STORED DATA
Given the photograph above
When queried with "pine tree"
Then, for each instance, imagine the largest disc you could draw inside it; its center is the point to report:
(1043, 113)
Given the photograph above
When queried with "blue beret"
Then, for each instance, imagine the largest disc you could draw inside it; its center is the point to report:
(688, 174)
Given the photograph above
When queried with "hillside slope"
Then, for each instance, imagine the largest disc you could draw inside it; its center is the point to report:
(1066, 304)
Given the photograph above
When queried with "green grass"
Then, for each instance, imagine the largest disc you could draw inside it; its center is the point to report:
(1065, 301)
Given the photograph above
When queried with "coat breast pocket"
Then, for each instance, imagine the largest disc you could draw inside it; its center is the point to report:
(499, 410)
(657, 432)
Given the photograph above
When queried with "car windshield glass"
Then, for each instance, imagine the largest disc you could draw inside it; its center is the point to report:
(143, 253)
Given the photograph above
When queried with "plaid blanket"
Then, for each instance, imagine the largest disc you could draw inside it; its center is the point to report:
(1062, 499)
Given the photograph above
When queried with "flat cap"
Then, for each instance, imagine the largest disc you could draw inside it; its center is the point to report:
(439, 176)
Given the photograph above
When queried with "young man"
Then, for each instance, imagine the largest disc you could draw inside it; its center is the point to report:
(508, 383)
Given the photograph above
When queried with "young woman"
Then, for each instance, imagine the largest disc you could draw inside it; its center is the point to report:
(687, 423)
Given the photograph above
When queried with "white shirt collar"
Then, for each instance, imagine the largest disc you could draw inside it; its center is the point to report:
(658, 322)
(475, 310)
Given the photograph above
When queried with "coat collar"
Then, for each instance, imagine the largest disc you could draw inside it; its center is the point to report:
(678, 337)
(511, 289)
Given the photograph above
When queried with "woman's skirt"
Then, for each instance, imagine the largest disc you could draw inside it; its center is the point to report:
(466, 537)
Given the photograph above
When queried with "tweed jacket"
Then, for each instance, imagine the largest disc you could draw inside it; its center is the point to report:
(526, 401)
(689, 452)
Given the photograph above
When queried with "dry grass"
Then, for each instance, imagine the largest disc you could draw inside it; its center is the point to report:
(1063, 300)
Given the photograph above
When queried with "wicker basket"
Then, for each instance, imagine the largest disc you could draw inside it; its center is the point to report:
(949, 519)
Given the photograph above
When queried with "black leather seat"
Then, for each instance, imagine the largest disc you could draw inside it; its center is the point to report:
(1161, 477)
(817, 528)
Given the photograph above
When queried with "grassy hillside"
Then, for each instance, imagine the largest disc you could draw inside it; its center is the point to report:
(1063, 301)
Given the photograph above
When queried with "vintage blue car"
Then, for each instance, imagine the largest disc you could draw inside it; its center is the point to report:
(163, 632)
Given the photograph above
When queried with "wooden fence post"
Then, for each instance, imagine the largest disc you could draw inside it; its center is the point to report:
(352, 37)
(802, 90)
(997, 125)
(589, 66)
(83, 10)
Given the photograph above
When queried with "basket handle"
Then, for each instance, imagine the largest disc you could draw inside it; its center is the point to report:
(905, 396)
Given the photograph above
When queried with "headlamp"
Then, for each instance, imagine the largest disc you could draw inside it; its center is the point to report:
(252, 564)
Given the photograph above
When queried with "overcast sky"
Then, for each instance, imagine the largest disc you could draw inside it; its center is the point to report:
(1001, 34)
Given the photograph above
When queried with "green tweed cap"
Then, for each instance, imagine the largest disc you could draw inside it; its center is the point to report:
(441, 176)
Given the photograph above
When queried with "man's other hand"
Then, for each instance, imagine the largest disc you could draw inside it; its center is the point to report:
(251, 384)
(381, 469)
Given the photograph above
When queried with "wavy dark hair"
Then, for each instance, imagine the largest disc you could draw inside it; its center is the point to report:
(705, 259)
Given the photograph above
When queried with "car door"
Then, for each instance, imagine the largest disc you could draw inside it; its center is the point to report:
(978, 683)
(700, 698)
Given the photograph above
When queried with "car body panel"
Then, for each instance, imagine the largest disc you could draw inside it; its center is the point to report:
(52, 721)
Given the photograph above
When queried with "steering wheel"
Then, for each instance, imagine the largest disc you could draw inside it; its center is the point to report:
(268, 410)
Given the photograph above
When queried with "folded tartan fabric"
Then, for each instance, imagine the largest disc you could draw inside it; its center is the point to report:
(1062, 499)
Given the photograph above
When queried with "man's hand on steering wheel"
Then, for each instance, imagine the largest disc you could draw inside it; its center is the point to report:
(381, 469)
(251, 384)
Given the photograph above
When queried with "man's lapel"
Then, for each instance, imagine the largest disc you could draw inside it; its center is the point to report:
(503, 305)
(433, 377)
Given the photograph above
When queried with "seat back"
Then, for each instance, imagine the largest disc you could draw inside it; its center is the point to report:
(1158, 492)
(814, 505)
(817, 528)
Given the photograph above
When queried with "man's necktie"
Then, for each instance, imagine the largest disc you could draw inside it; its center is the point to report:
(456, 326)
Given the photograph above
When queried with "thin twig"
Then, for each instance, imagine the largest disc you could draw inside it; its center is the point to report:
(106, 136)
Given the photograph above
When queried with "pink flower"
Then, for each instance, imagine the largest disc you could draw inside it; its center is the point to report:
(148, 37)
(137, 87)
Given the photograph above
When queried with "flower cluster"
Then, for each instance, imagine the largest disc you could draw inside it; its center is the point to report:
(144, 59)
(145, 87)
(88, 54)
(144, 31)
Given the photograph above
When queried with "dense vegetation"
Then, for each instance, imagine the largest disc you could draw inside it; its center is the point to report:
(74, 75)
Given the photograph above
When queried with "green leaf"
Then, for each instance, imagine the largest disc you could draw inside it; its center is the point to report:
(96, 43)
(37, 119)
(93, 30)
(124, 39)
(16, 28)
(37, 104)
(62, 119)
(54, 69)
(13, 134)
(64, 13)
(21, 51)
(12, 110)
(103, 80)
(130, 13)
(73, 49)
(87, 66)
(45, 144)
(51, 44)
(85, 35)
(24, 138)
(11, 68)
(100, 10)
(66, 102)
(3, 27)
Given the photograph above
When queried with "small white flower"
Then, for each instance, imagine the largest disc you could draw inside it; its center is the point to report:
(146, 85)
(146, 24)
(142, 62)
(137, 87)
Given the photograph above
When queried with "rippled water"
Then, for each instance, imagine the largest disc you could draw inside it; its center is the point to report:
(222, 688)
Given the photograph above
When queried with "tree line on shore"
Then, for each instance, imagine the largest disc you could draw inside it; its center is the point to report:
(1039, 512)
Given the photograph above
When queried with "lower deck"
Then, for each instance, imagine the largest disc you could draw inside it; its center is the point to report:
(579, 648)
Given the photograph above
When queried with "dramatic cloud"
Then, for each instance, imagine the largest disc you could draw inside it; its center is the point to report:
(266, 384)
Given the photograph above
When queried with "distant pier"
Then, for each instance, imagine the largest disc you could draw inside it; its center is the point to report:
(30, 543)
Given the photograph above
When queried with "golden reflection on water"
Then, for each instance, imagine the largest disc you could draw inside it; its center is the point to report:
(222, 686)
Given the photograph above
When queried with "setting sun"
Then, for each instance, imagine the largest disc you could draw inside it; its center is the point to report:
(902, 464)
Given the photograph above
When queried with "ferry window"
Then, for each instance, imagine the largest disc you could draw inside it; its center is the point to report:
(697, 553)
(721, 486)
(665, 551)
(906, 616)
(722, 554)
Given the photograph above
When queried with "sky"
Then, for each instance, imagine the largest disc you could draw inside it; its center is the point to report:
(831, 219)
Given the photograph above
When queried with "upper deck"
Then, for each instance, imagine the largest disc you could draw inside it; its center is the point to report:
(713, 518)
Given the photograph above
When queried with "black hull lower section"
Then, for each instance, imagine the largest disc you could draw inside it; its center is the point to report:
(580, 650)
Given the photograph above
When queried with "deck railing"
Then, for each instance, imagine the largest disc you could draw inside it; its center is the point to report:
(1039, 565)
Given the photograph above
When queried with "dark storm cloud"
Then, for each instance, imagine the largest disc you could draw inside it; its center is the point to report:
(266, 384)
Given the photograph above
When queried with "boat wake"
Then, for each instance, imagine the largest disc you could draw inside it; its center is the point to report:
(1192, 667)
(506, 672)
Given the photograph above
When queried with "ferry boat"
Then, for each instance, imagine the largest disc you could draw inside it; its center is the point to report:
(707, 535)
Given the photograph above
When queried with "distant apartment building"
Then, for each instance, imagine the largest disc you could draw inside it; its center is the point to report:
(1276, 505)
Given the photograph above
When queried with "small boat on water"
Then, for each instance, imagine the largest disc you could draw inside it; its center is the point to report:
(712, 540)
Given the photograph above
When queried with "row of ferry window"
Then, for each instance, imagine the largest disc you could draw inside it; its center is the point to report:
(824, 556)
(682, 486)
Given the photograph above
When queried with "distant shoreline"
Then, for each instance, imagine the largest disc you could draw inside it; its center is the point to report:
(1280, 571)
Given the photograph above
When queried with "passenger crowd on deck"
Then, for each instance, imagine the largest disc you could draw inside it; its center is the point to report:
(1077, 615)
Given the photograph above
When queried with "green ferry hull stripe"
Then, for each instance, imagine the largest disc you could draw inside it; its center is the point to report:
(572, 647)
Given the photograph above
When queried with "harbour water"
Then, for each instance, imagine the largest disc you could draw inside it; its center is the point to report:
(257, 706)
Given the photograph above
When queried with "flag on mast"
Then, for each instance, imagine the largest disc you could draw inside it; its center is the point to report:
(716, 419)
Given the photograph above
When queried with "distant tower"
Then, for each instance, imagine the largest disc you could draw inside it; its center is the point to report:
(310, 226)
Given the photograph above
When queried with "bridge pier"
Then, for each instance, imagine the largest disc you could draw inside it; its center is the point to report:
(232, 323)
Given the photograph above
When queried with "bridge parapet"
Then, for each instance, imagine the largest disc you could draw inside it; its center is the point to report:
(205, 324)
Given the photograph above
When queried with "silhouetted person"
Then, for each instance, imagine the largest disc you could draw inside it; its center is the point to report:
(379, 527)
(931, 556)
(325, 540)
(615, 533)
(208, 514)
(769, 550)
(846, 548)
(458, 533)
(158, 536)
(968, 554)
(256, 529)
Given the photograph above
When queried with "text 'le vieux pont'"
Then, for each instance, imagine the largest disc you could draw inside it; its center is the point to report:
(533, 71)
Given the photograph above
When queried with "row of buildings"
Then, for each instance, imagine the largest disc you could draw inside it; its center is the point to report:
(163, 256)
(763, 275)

STATED PROBLEM
Count the lines in the records above that contain the string "water", treating uppercase and lowercase as different. Reply with the number alone.

RESULT
4